### Material

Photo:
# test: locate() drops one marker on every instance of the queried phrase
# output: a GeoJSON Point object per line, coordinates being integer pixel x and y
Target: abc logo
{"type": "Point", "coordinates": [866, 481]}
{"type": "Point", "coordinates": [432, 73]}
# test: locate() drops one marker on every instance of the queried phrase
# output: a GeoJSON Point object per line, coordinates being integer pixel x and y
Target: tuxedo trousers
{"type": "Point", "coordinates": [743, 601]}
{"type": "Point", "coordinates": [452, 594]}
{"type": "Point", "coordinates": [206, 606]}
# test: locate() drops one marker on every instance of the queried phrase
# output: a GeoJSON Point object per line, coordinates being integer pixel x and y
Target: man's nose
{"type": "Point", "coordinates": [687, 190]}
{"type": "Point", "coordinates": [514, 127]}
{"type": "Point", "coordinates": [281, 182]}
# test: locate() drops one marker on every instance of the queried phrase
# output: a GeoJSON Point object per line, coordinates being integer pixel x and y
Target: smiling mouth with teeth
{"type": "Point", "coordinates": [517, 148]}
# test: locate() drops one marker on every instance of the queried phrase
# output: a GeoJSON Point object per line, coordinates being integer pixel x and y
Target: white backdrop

### To do
Reproduce all of the lines above, unchanged.

### Reply to the exercise
Photo:
# test: locate() drops one marker on every instance of the queried phrase
# output: a GeoJSON Point object per line, coordinates being integer pixel x and y
Target: abc logo
{"type": "Point", "coordinates": [866, 481]}
{"type": "Point", "coordinates": [432, 73]}
# test: locate() drops one marker on every instance of the queried phrase
# output: a GeoJSON Point object per line, coordinates being integer pixel x and y
Target: tuxedo trousers
{"type": "Point", "coordinates": [743, 601]}
{"type": "Point", "coordinates": [452, 594]}
{"type": "Point", "coordinates": [206, 606]}
# test: locate() drops one marker on every instance of the queried phrase
# output: a GeoJSON Point object per line, coordinates being integer pixel x and y
Target: man's nose
{"type": "Point", "coordinates": [687, 190]}
{"type": "Point", "coordinates": [514, 127]}
{"type": "Point", "coordinates": [281, 182]}
# test: locate() drops one marker on every instance of the queried phrase
# output: a GeoJSON Point object per line, coordinates being integer pixel x and y
Target: smiling mouth with teeth
{"type": "Point", "coordinates": [517, 148]}
# test: locate() drops one marker on every instance of the queried phrase
# output: a GeoJSON Point object per line, coordinates being integer pixel x and y
Target: white backdrop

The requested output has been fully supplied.